Collected data entries:
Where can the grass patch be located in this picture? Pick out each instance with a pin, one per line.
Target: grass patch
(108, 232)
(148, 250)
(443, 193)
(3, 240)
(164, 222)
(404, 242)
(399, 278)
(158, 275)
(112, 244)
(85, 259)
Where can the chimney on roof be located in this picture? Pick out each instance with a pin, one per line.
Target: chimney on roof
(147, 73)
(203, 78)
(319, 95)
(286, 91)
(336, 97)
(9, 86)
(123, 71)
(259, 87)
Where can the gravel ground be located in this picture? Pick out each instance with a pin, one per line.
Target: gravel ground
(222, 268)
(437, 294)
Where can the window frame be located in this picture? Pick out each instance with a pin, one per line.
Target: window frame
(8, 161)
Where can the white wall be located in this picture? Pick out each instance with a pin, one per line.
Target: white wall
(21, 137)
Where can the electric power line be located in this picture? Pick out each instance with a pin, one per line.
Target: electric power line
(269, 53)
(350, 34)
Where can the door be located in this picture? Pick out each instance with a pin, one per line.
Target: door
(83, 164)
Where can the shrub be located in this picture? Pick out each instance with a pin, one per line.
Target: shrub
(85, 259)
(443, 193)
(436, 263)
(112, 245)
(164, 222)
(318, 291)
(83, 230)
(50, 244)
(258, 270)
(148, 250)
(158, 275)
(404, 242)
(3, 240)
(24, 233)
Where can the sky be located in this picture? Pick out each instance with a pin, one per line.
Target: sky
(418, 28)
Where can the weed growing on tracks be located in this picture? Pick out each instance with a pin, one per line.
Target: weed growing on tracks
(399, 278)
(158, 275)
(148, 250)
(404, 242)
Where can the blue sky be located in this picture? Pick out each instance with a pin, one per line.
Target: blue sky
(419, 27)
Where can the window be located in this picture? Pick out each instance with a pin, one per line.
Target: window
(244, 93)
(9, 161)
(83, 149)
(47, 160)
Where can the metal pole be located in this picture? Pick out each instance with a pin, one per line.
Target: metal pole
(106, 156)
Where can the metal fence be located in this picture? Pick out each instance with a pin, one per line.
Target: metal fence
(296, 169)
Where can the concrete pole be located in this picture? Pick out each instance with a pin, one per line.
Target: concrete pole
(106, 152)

Work instruction: All lines in the data above from the one with "Where can the sky" through the one with "Where can the concrete" must be repeated exactly, and no others.

Answer to the problem:
Where can the sky be located in this picture? Pick out each instance with a pin, one per line.
Target: sky
(418, 28)
Where can the weed growing on tracks be located in this picture? Pick out each instance with a pin, one per line.
Target: weed growing on tracks
(399, 278)
(158, 275)
(148, 250)
(404, 242)
Where can the blue sky be located in this picture? Pick out each instance with a pin, one per line.
Target: blue sky
(419, 27)
Where can the window be located in this picture? Pick out each instance with a pin, one per line.
Target: window
(244, 93)
(9, 161)
(83, 149)
(47, 160)
Where can the metal pole be located in this picture? Pick out each instance with a pin, one per line.
Target: metal pole
(106, 156)
Where can the metal fence be located in this picture? Pick out each instance with a pin, one per line.
Target: metal fence
(296, 169)
Where can the concrete pole be located in this picture? Pick out each instance with a pin, one per line.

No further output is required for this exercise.